> **What to produce**: An exact transcript of all the records is the expected answer.

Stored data
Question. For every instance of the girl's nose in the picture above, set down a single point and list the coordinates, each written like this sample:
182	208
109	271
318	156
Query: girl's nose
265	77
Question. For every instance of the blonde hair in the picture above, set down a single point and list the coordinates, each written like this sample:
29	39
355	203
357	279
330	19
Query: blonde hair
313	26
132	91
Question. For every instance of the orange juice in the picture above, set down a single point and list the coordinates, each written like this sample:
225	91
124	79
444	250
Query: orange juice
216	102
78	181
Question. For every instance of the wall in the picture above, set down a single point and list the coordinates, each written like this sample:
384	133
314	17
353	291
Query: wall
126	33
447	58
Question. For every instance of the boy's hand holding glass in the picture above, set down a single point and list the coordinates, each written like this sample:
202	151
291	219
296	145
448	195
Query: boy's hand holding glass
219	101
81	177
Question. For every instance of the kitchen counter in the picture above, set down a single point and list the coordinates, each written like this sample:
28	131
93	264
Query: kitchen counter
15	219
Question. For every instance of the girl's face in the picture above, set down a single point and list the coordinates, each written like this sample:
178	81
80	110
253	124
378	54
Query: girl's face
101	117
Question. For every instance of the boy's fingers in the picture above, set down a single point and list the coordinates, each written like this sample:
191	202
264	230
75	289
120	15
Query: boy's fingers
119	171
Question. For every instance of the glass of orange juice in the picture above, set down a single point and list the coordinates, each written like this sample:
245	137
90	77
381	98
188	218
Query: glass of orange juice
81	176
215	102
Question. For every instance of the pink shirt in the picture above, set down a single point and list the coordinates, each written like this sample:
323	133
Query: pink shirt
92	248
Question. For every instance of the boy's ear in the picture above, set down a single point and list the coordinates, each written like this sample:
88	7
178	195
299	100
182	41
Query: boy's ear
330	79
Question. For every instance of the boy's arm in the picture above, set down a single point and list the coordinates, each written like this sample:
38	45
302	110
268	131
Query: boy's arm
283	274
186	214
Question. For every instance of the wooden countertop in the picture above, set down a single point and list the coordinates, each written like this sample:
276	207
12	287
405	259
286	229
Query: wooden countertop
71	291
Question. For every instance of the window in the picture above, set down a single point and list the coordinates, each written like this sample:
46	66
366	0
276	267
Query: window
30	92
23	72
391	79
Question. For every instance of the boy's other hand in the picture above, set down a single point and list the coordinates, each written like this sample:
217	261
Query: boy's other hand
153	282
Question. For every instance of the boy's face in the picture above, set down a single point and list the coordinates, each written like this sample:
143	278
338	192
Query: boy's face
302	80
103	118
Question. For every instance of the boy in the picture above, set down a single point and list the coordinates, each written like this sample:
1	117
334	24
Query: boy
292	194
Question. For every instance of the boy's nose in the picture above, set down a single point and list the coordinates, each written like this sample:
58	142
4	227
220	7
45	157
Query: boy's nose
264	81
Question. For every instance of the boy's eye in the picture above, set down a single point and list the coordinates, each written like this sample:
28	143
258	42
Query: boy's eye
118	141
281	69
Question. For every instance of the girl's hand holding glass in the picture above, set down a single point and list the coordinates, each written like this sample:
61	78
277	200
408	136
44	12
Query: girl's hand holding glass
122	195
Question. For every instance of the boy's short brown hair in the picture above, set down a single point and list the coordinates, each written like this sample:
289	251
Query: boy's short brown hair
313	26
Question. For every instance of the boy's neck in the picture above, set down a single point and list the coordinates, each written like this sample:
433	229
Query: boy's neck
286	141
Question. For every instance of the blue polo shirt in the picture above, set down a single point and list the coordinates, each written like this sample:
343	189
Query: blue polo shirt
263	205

> **Answer to this task**:
Question. For every instance of the girl's nose in the picture above, set down a single point and list the coordinates, each written like this sample:
182	208
109	271
318	156
Query: girl's nose
265	77
Question. For every instance of the blonde hair in the picture above, set down a single point and list the coordinates, each written like this sample:
29	39
355	203
357	279
330	19
Query: blonde hair
313	26
132	91
Question. For every instance of the orange juice in the picture above, set down a single point and list the coordinates, each written like this sample:
225	91
124	79
444	250
Query: orange juice
216	102
78	181
Question. For every instance of the wall in the picture above, set down a single point and list the coordinates, each written like this sample:
384	133
314	17
353	291
Query: wall
126	33
447	58
Question. For every instance of the boy's hand holding glass in the picture above, set down a single point and list the coordinates, each written like this sample:
202	151
291	219
296	145
448	195
Query: boy's hand holding glass
219	101
81	177
Question. For every instance of the kitchen counter in the picture above, set down a single point and list the coordinates, each written like this sample:
28	131
93	264
Query: kitchen counter
15	219
Question. For every instance of the girl's face in the picture above, set down a single point and list the coordinates, each written like this sample:
178	81
80	110
253	124
378	54
Query: girl's face
101	117
Question. For every instance of the boy's fingers in the picture above, set down a single point and list the coordinates, each written like this sample:
191	202
264	230
75	289
120	15
Query: boy's fingers
119	171
Question. For every instance of the glass of orange juice in the picture above, set down a single point and list the coordinates, each written like this sample:
245	137
90	77
381	98
188	218
Query: glass of orange juice
81	176
215	102
Question. For every instance of the pink shirt in the picture above, set down a single point and list the coordinates, each written like this sample:
323	133
Query: pink shirt
92	248
Question. For every instance of the boy's ear in the picture above, set down a single point and list the coordinates, each written like this sample:
88	7
178	195
299	100
182	41
Query: boy's ear
330	79
Question. For every instance of the boy's arm in the picture above, set down a single point and list the coordinates, each written like this sample:
38	45
302	110
268	131
Query: boy's arm
283	274
186	214
Question. For every instance of the wooden countertop in the picture above, set down a single point and list the coordinates, each written like this sample:
276	207
12	287
405	259
286	229
Query: wooden countertop
71	291
Question. For every instance of the window in the picture above, set down a single point and list the coordinates, each written like this sample:
46	66
366	0
276	267
Query: window
30	92
23	72
391	79
Question. For every instance of the boy's other hand in the picture above, set down a single point and list the coordinates, each written like this sample:
217	261
Query: boy's other hand
153	282
Question. For every instance of the boy's face in the picture above, set down a single point and list the coordinates, each written like this sample:
143	278
338	192
Query: boy's face
302	80
103	118
Question. For every instance of the boy in the picture above, set down a single point and list the coordinates, each written like this sample:
1	117
334	24
Query: boy
292	194
Question. For every instance of the boy's nose in the picture above, set down a single point and list the coordinates, each written like this sample:
58	142
4	227
220	7
45	157
Query: boy's nose
264	81
Question. For every instance of the boy's eye in the picture above, set down a single point and list the coordinates, each written like this sample:
28	143
258	42
Query: boy's eye
118	141
281	69
Question. For every instance of the girl's hand holding glass in the picture above, set down a single point and list the coordinates, each written like this sample:
61	78
277	200
408	136
44	12
Query: girl's hand holding glass
122	195
Question. For every instance of the boy's short brown hair in the picture above, set down a single point and list the coordinates, each written like this sample:
289	251
Query: boy's short brown hair
313	26
Question. For every instance of the boy's neck in the picture above, set down a single point and list the coordinates, each written like this sample:
433	229
Query: boy's neck
286	141
Question. For every instance of the blue polo shirt in the picture above, set down a single point and list the coordinates, each written like this sample:
343	189
Query: blue polo shirt
263	205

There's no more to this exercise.